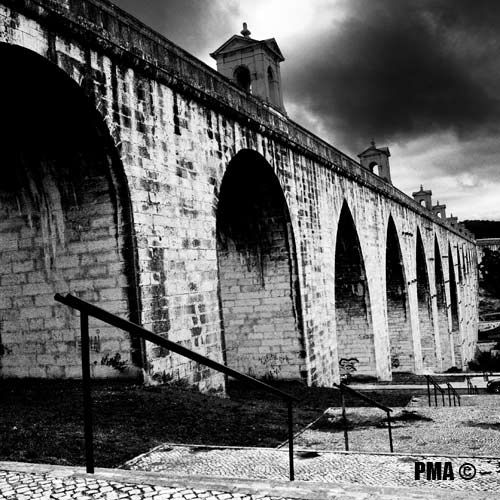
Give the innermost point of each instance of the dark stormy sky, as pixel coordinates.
(419, 76)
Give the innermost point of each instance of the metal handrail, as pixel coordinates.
(471, 388)
(437, 387)
(345, 388)
(86, 309)
(451, 390)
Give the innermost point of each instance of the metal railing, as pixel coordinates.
(437, 388)
(345, 388)
(471, 388)
(86, 309)
(456, 396)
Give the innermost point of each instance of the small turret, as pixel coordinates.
(253, 65)
(423, 197)
(377, 161)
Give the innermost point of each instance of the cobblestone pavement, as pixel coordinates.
(16, 485)
(464, 430)
(265, 463)
(22, 481)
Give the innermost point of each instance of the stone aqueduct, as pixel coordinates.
(136, 177)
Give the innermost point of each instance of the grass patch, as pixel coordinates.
(41, 420)
(330, 423)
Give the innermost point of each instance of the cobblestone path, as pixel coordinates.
(357, 468)
(44, 486)
(465, 430)
(20, 481)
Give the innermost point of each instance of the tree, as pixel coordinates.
(490, 271)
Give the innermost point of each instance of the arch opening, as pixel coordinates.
(459, 266)
(455, 320)
(243, 78)
(398, 317)
(355, 339)
(259, 288)
(65, 224)
(272, 84)
(425, 308)
(375, 168)
(445, 336)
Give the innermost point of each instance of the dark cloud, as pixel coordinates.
(397, 69)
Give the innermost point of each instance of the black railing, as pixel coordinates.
(437, 388)
(86, 309)
(345, 388)
(471, 388)
(454, 393)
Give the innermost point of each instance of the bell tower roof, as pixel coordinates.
(253, 65)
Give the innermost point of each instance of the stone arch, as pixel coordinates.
(454, 310)
(257, 259)
(459, 266)
(398, 309)
(243, 78)
(66, 223)
(425, 307)
(464, 263)
(355, 338)
(442, 310)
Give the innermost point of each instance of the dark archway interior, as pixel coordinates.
(398, 318)
(459, 265)
(445, 337)
(243, 78)
(455, 321)
(258, 273)
(62, 223)
(425, 309)
(352, 300)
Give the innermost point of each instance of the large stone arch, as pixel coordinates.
(257, 260)
(425, 317)
(354, 323)
(65, 222)
(454, 309)
(445, 336)
(398, 307)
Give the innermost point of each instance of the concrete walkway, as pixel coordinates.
(20, 481)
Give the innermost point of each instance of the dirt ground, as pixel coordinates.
(41, 421)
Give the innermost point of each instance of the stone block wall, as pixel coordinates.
(176, 126)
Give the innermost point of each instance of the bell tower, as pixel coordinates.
(253, 65)
(376, 160)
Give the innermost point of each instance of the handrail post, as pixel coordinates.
(87, 401)
(290, 439)
(344, 418)
(390, 431)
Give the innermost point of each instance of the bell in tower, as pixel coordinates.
(253, 65)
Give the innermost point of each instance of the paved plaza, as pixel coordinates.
(466, 430)
(318, 466)
(20, 481)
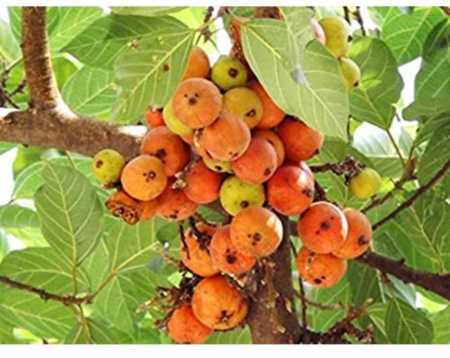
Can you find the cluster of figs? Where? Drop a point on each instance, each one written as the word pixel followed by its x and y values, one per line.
pixel 222 139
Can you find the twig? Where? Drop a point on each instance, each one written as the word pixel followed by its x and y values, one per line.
pixel 43 294
pixel 414 197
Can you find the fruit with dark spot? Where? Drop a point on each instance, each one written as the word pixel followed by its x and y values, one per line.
pixel 218 304
pixel 228 73
pixel 256 232
pixel 365 184
pixel 154 118
pixel 175 205
pixel 274 140
pixel 272 114
pixel 337 35
pixel 257 164
pixel 226 257
pixel 144 178
pixel 227 138
pixel 320 270
pixel 197 102
pixel 245 103
pixel 359 235
pixel 300 141
pixel 195 256
pixel 236 195
pixel 107 166
pixel 351 72
pixel 290 191
pixel 167 147
pixel 202 184
pixel 323 227
pixel 198 64
pixel 174 124
pixel 184 327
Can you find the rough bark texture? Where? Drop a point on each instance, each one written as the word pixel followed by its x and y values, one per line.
pixel 272 317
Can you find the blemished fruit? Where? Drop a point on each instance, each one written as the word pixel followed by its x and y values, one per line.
pixel 337 34
pixel 123 206
pixel 256 232
pixel 245 103
pixel 274 140
pixel 226 257
pixel 236 195
pixel 167 147
pixel 144 178
pixel 320 270
pixel 257 164
pixel 351 72
pixel 197 102
pixel 227 138
pixel 196 256
pixel 184 327
pixel 202 184
pixel 365 184
pixel 290 191
pixel 318 32
pixel 300 141
pixel 323 227
pixel 198 64
pixel 359 235
pixel 174 124
pixel 272 114
pixel 218 304
pixel 228 73
pixel 175 205
pixel 218 165
pixel 154 118
pixel 107 166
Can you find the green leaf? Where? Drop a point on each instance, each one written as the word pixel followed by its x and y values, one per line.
pixel 433 80
pixel 380 86
pixel 405 34
pixel 42 267
pixel 46 319
pixel 71 213
pixel 98 94
pixel 146 11
pixel 15 216
pixel 9 48
pixel 323 101
pixel 441 327
pixel 406 325
pixel 150 73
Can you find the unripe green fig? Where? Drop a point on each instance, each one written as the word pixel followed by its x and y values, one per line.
pixel 337 35
pixel 107 166
pixel 228 73
pixel 351 72
pixel 218 165
pixel 365 184
pixel 173 123
pixel 236 195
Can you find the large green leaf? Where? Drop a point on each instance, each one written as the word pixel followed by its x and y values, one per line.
pixel 149 73
pixel 14 216
pixel 406 325
pixel 380 86
pixel 319 97
pixel 405 34
pixel 90 91
pixel 71 213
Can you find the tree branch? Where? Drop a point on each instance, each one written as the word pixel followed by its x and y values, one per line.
pixel 66 300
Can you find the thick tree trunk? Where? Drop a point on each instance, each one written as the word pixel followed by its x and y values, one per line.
pixel 272 318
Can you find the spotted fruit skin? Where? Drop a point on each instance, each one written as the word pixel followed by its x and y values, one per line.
pixel 107 166
pixel 365 184
pixel 320 270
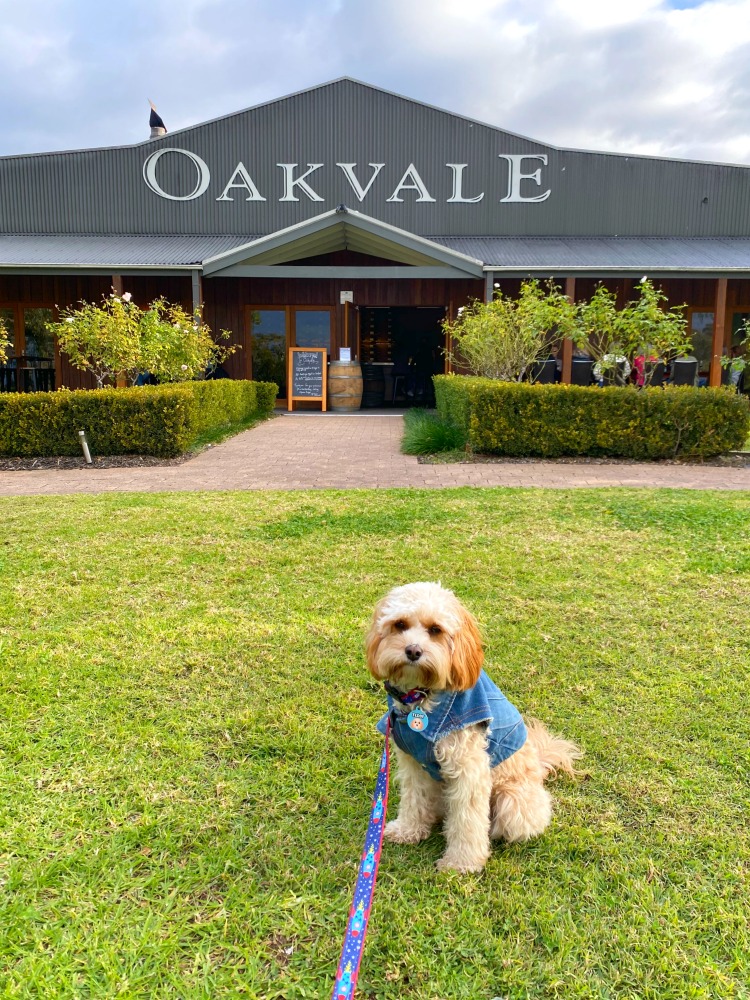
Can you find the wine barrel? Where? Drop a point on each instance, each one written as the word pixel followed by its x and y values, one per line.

----

**EXERCISE INSTRUCTIONS**
Copy every item above word for word, leaving out the pictures.

**RESULT OF THIS EXERCISE**
Give the innermost point of each instance of the dark stormy sky, as pixel coordinates.
(419, 76)
Give the innermost point of each instance of the metal handrail, as pixel coordinates.
(471, 388)
(437, 387)
(345, 388)
(86, 309)
(451, 390)
Give the innermost point of each instance of the metal railing, as pixel coordinates.
(437, 388)
(345, 388)
(471, 388)
(86, 309)
(456, 396)
Give the innermost point of each instance of the small turret, as pixel coordinates.
(253, 65)
(423, 197)
(377, 161)
Give the innermost point of each instance of the cobblestone pavement, as pixel coordinates.
(16, 485)
(464, 430)
(265, 463)
(22, 481)
Give the innermost point of each instance of the stone aqueduct, as pixel coordinates.
(136, 177)
Give the innermost point of each instance of the grass patch, as pixel coordinates.
(41, 420)
(330, 423)
Give the innermost point of each instance of the cobblestone path, as pixel coordinates.
(357, 468)
(44, 486)
(465, 430)
(20, 481)
Give the innermost point of each instance of the tree, as pixel coordinates.
(490, 271)
Give the innermost point of each instance of the arch opening, as pixel coordinates.
(459, 266)
(455, 320)
(243, 78)
(398, 317)
(355, 339)
(259, 288)
(65, 224)
(272, 84)
(425, 308)
(375, 168)
(445, 336)
Give the innermost point of each instance of the dark cloud, as pixel coordinates.
(397, 69)
Give the innermost point of each instance of the black railing, as pixel coordinates.
(437, 388)
(86, 309)
(345, 388)
(471, 388)
(454, 393)
Give the innermost point of each instance of the bell tower roof, as pixel coordinates.
(253, 65)
Give the innermost point of each instance of the stone arch, as pixel coordinates.
(454, 310)
(257, 259)
(459, 266)
(398, 309)
(243, 78)
(66, 223)
(425, 307)
(464, 263)
(355, 338)
(442, 310)
Give the innermost point of each instance of the dark archway interior, as pixel coordinates.
(398, 318)
(459, 265)
(445, 337)
(243, 78)
(455, 321)
(258, 273)
(62, 223)
(425, 309)
(352, 300)
Give the innermost point of each instance of the large stone arch, as pixel coordinates.
(257, 260)
(425, 317)
(354, 323)
(65, 222)
(454, 309)
(445, 336)
(398, 307)
Give the innermost point of each instance of the concrete walkway, as pixel coordinates.
(20, 481)
Give the innermost point of each instance of the dirt ground, as pixel coordinates.
(41, 421)
Give the innermost point of each instance of the stone block wall, as pixel coordinates.
(176, 126)
Give the innermost point of each instance of the bell tower, as pixel coordinates.
(253, 65)
(376, 160)
Give the innermost point of each instance of the handrail post, as pixel coordinates.
(87, 401)
(290, 439)
(344, 418)
(390, 431)
Give the innermost point of each instance of the bell in tower, as pixel coordinates.
(253, 65)
Give the innermost point of each instance of the paved plaza, as pixel coordinates.
(466, 430)
(318, 466)
(20, 481)
Can you find the cluster of figs? Where? Drop a point on each instance, each one written as the word pixel followed by its x and y values, one per line.
pixel 222 139
Can you find the twig? Where? Drop a point on each instance, each one written as the word pixel followed by its x and y values, one per line.
pixel 43 294
pixel 414 197
Can you find the fruit with dark spot? Where? Drop a point on each instance, each one written as the word pixel followed by its x and y values, one per line.
pixel 218 304
pixel 228 73
pixel 256 232
pixel 365 184
pixel 154 118
pixel 175 205
pixel 274 140
pixel 272 114
pixel 337 35
pixel 257 164
pixel 226 257
pixel 144 178
pixel 227 138
pixel 320 270
pixel 197 102
pixel 245 103
pixel 359 235
pixel 300 141
pixel 195 256
pixel 236 195
pixel 107 166
pixel 351 72
pixel 290 191
pixel 167 147
pixel 202 184
pixel 323 227
pixel 198 64
pixel 174 124
pixel 184 327
Can you find the rough bark texture? Where? Drop a point on each instance, each one written as the word pixel followed by its x and y values, one per line.
pixel 272 317
Can you find the blemished fruit? Where? Drop a point on each instance, each one written as the word pixel followed by its x and y values, one per line.
pixel 337 34
pixel 123 206
pixel 256 232
pixel 245 103
pixel 274 140
pixel 226 257
pixel 236 195
pixel 167 147
pixel 144 178
pixel 320 270
pixel 257 164
pixel 351 72
pixel 197 102
pixel 227 138
pixel 196 256
pixel 184 327
pixel 202 184
pixel 365 184
pixel 290 191
pixel 318 32
pixel 300 141
pixel 323 227
pixel 198 64
pixel 359 235
pixel 174 124
pixel 272 114
pixel 218 304
pixel 228 73
pixel 175 205
pixel 218 165
pixel 154 118
pixel 107 166
Can you find the green leaf? Where? Drop a point on each instance, each one written as the word pixel followed by its x and y values, one per line.
pixel 433 80
pixel 380 86
pixel 405 34
pixel 42 267
pixel 46 319
pixel 71 213
pixel 98 94
pixel 146 11
pixel 15 216
pixel 9 48
pixel 323 101
pixel 441 327
pixel 406 325
pixel 150 73
Can you find the unripe green fig? Where? Drop a point on each instance, each one written as the word pixel followed by its x and y values, one per line.
pixel 337 35
pixel 107 166
pixel 228 73
pixel 351 72
pixel 218 165
pixel 365 184
pixel 173 123
pixel 236 195
Can you find the large green leaf? Where? Drop a point on each instance, each one written as the word pixel followed by its x and y values, one per line.
pixel 149 73
pixel 14 216
pixel 406 325
pixel 380 86
pixel 319 97
pixel 405 34
pixel 90 91
pixel 71 213
Can you find the tree branch? Where? Drop a point on each instance, each one written as the word pixel followed by its x and y values, one per line.
pixel 66 300
Can you find the thick tree trunk? Where? Drop a point on each instance, each one written as the word pixel followed by its x and y values, one per line.
pixel 272 318
Can you find the spotted fruit skin? Where? Drop a point on each instance, each one written as the word pixel followed by its x and y values, one per line.
pixel 107 166
pixel 365 184
pixel 320 270
Can you find the wine barrel? Where? Drop a point on each instance, each one written as the word pixel followed by its x and y values, one per line.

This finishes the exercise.